## Assignment
If a line in the listing below contains "roof", return that line.
= Beginning of Section =
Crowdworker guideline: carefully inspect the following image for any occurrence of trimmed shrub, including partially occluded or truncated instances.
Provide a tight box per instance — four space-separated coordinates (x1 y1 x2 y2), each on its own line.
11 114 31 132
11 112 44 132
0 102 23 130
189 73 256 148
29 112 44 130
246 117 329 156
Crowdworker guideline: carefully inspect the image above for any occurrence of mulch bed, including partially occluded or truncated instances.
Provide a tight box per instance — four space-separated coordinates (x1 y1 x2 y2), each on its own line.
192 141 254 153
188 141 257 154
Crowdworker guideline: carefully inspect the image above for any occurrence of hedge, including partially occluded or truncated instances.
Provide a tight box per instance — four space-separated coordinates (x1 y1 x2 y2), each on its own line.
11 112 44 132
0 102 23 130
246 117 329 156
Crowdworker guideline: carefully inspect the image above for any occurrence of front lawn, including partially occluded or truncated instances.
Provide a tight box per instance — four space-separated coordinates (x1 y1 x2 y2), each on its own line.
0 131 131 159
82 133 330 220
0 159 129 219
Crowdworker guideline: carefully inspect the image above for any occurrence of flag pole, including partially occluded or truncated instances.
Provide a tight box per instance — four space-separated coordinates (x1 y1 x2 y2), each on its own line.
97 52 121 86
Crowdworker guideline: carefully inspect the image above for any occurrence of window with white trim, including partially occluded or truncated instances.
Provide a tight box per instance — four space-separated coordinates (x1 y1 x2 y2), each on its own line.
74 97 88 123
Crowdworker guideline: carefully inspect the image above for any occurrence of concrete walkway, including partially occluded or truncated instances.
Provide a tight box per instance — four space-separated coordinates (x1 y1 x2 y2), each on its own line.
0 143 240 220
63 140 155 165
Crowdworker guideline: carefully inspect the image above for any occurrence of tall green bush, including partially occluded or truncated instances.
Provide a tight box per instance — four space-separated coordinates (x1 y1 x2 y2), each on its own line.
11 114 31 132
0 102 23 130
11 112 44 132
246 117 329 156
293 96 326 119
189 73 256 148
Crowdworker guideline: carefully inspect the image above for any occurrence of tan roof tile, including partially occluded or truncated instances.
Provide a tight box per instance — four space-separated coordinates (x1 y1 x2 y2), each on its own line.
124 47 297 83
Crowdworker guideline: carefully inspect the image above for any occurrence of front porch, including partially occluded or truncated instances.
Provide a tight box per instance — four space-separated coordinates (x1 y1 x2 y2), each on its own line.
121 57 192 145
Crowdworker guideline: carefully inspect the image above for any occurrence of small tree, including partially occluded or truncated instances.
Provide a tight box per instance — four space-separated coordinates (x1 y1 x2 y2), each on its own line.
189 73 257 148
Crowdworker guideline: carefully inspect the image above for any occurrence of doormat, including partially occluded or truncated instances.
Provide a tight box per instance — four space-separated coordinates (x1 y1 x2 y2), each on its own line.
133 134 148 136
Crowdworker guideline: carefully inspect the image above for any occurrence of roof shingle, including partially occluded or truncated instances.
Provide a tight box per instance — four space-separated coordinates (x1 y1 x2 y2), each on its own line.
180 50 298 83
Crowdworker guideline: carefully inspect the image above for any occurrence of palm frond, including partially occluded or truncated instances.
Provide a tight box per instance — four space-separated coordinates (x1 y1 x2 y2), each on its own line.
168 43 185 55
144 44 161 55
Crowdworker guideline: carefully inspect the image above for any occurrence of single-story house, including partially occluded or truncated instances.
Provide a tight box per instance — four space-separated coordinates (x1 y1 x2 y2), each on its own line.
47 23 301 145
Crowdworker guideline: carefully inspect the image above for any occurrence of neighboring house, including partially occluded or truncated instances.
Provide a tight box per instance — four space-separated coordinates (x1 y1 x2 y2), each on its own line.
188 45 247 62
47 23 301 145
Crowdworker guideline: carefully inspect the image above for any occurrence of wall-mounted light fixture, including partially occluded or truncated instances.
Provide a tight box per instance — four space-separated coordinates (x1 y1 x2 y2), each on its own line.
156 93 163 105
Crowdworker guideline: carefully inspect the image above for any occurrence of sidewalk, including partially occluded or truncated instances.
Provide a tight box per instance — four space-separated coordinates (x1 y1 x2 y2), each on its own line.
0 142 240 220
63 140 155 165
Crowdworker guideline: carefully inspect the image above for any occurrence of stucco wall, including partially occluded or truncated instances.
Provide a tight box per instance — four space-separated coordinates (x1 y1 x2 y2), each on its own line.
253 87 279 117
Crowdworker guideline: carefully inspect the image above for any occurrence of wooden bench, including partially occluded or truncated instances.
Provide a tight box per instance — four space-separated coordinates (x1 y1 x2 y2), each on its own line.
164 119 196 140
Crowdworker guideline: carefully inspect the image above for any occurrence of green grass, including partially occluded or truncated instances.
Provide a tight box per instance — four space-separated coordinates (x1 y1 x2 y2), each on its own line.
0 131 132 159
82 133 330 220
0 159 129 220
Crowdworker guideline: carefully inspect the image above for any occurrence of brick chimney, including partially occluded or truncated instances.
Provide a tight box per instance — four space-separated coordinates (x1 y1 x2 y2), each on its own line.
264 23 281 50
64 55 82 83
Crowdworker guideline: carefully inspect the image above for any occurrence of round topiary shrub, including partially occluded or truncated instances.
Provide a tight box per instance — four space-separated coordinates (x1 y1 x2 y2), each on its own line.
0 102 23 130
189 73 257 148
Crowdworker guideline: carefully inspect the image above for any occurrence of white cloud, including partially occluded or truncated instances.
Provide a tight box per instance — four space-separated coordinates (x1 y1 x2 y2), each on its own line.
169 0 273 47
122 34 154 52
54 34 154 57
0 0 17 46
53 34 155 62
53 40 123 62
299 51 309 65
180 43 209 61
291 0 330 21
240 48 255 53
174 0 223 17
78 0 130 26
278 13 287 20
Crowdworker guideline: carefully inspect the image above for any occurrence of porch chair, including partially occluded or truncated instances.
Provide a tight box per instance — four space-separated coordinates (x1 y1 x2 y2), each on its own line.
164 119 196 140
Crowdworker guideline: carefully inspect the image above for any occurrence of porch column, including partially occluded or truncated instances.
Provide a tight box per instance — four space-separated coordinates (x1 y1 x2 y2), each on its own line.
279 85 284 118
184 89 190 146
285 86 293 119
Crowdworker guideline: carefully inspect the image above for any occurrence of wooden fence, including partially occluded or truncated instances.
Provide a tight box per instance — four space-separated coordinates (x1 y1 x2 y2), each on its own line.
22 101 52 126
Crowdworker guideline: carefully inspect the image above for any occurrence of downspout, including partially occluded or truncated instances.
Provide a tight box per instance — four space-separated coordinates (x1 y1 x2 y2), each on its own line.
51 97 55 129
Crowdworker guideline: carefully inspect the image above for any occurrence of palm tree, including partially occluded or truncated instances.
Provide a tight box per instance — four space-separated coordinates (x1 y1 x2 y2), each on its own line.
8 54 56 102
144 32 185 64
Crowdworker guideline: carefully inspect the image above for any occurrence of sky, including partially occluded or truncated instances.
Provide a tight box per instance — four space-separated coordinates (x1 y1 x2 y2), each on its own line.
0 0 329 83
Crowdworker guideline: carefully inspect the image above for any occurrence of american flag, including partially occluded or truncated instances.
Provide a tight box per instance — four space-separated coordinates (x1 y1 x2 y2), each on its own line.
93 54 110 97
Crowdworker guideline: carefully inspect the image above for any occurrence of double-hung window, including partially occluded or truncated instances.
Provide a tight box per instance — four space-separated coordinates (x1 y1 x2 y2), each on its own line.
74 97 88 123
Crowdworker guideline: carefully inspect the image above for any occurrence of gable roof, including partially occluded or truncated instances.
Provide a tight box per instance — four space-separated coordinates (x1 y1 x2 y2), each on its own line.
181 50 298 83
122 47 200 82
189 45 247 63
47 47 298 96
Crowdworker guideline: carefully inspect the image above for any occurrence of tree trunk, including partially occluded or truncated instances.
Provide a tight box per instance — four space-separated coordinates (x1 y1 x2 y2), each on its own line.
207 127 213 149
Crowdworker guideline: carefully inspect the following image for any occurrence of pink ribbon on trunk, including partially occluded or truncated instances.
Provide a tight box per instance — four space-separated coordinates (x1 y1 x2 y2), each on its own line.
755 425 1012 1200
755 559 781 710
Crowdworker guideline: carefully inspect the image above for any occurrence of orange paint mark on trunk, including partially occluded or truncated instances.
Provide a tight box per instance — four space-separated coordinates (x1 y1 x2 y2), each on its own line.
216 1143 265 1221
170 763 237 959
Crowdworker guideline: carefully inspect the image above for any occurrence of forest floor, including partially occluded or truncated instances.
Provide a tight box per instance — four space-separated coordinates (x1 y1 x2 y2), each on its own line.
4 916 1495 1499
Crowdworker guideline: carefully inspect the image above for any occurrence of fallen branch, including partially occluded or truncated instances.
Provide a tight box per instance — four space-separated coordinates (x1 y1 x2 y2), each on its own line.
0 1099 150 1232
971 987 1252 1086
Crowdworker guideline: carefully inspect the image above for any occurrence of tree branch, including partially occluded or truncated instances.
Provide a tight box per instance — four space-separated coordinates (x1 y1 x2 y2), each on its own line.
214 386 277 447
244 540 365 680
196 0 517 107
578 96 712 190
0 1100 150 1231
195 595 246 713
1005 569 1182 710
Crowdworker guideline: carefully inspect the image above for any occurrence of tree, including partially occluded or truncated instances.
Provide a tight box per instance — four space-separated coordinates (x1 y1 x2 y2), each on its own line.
= End of Section =
## Task solution
Crowdworker guideline: carefully inspect the image above for any occurrence of tan roof tile, including partially occluded or truncated instances.
Crowdworker guideline: carefully inspect the image above for any occurrence of roof shingle, including partially occluded or truncated instances.
Crowdworker guideline: carefully inspect the image above for any occurrence of gable roof, including partially occluded or truncated instances.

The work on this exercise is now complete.